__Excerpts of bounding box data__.
·····

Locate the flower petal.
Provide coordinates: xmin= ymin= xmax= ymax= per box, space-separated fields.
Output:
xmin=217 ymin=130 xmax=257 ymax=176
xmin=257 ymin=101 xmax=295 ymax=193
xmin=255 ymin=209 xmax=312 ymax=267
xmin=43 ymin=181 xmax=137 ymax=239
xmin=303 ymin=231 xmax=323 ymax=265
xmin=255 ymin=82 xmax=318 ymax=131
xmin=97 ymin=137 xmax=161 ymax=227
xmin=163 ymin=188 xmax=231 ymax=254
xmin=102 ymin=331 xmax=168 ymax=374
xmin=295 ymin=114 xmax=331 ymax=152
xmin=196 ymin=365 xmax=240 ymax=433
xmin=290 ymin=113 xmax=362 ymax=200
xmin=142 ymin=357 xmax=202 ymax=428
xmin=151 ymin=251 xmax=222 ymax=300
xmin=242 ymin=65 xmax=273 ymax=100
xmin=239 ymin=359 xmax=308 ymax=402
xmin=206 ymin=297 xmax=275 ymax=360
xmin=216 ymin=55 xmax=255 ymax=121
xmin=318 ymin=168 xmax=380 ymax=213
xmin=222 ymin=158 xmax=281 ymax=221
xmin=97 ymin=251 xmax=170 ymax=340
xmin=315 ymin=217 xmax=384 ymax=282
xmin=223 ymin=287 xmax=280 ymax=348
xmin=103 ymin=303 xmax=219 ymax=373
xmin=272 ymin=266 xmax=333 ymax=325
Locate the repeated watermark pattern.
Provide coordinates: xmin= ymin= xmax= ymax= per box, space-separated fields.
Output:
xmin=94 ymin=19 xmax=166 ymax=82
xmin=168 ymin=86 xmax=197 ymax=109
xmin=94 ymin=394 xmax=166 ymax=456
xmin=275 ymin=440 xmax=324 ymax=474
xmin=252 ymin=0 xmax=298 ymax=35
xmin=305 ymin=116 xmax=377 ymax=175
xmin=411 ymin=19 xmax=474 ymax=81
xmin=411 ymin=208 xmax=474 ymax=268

·····

__To do__. Rewrite all of the records, replacing "space-separated fields" with "fields separated by spaces" and keeping everything else unchanged.

__Response for this exercise__.
Locate the flower petal.
Provide coordinates: xmin= ymin= xmax= ymax= per box, fields separated by spaces.
Output:
xmin=217 ymin=130 xmax=257 ymax=176
xmin=257 ymin=101 xmax=295 ymax=193
xmin=255 ymin=209 xmax=312 ymax=267
xmin=43 ymin=181 xmax=137 ymax=239
xmin=303 ymin=231 xmax=323 ymax=265
xmin=255 ymin=82 xmax=318 ymax=131
xmin=97 ymin=137 xmax=161 ymax=227
xmin=163 ymin=188 xmax=231 ymax=254
xmin=102 ymin=331 xmax=168 ymax=374
xmin=295 ymin=114 xmax=331 ymax=152
xmin=196 ymin=365 xmax=240 ymax=433
xmin=290 ymin=113 xmax=362 ymax=200
xmin=142 ymin=357 xmax=202 ymax=428
xmin=151 ymin=251 xmax=222 ymax=300
xmin=242 ymin=65 xmax=273 ymax=100
xmin=239 ymin=359 xmax=308 ymax=402
xmin=206 ymin=297 xmax=275 ymax=360
xmin=216 ymin=55 xmax=255 ymax=121
xmin=318 ymin=168 xmax=380 ymax=213
xmin=222 ymin=158 xmax=281 ymax=221
xmin=97 ymin=251 xmax=170 ymax=340
xmin=315 ymin=217 xmax=384 ymax=282
xmin=223 ymin=287 xmax=280 ymax=348
xmin=103 ymin=303 xmax=219 ymax=373
xmin=272 ymin=266 xmax=333 ymax=325
Locate the repeated watermark pattern.
Provide coordinates: xmin= ymin= xmax= ymax= per box, fields separated by spaces.
Output:
xmin=94 ymin=19 xmax=166 ymax=82
xmin=168 ymin=86 xmax=197 ymax=109
xmin=94 ymin=394 xmax=166 ymax=456
xmin=275 ymin=440 xmax=324 ymax=474
xmin=252 ymin=0 xmax=298 ymax=35
xmin=305 ymin=116 xmax=377 ymax=175
xmin=411 ymin=19 xmax=474 ymax=81
xmin=411 ymin=208 xmax=474 ymax=268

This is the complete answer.